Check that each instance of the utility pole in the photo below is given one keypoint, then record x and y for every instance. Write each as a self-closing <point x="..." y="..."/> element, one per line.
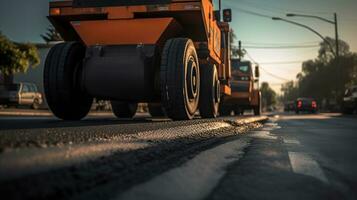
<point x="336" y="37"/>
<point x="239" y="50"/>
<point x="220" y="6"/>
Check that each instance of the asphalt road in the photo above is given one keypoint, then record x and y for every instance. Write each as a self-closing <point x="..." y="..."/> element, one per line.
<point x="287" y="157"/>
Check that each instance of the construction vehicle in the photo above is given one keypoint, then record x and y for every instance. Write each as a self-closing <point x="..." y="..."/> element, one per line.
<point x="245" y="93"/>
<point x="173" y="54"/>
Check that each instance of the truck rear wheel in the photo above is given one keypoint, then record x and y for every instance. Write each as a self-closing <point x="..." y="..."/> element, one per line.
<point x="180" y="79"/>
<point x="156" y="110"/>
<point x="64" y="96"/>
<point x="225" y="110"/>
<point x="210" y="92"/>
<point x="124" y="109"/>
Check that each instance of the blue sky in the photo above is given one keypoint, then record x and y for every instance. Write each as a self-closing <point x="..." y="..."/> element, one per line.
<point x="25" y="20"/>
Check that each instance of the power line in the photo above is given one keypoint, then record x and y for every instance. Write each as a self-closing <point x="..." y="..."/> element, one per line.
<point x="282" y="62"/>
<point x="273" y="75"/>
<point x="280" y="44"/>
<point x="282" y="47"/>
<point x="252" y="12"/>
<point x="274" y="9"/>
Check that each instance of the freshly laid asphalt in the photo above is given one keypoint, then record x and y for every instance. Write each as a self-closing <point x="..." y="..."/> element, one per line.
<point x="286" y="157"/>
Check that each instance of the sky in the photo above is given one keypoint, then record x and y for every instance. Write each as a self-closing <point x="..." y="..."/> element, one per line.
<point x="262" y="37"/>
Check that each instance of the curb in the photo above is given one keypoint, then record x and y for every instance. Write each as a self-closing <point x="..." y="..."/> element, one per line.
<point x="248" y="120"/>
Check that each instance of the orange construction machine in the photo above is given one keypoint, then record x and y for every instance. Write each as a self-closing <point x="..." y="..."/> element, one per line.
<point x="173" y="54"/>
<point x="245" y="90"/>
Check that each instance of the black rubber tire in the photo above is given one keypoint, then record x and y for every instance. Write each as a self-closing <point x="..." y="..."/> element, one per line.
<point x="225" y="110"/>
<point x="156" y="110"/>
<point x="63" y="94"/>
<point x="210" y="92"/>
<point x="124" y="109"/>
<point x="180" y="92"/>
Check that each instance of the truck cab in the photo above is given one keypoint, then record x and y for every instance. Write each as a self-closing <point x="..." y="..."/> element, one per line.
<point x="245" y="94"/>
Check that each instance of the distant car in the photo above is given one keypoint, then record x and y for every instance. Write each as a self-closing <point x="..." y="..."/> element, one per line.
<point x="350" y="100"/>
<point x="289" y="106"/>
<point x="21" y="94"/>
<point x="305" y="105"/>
...
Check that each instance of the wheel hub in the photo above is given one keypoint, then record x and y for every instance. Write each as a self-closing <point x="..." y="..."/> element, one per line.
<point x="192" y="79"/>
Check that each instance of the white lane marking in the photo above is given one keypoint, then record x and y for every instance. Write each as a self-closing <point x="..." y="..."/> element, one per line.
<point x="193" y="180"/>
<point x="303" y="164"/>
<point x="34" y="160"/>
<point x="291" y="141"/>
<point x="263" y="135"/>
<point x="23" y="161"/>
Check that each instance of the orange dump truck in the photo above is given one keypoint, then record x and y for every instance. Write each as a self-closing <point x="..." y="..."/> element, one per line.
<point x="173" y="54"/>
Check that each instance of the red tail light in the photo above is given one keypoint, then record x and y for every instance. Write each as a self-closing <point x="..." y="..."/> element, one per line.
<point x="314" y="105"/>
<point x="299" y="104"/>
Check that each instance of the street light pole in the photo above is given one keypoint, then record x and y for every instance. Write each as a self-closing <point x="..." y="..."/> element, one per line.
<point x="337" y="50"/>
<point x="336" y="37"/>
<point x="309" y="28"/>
...
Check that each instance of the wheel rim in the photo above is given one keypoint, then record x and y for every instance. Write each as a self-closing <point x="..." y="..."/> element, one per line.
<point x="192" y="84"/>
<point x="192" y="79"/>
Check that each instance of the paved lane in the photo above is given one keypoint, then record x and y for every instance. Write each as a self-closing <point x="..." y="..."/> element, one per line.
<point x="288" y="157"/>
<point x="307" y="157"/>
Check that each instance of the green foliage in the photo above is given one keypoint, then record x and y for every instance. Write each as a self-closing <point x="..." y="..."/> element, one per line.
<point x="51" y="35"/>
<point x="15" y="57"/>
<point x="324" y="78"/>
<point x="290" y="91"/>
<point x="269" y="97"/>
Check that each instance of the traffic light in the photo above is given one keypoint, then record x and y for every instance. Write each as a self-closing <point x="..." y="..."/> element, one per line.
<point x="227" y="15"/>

*Written task:*
Find each line in the material above that contains the word "pole" and copy those lines out in full.

*Task response:*
Check that each instance of the utility pole in the photo below is given one keypoint, then record x and y for every instance. Write each as a self-closing <point x="..." y="..."/> element, one per line.
Check that each instance of the street light pole in the photo above is given one keypoint, then record x and y for every instance. Write each as a self-closing <point x="..." y="..."/> element, one per line.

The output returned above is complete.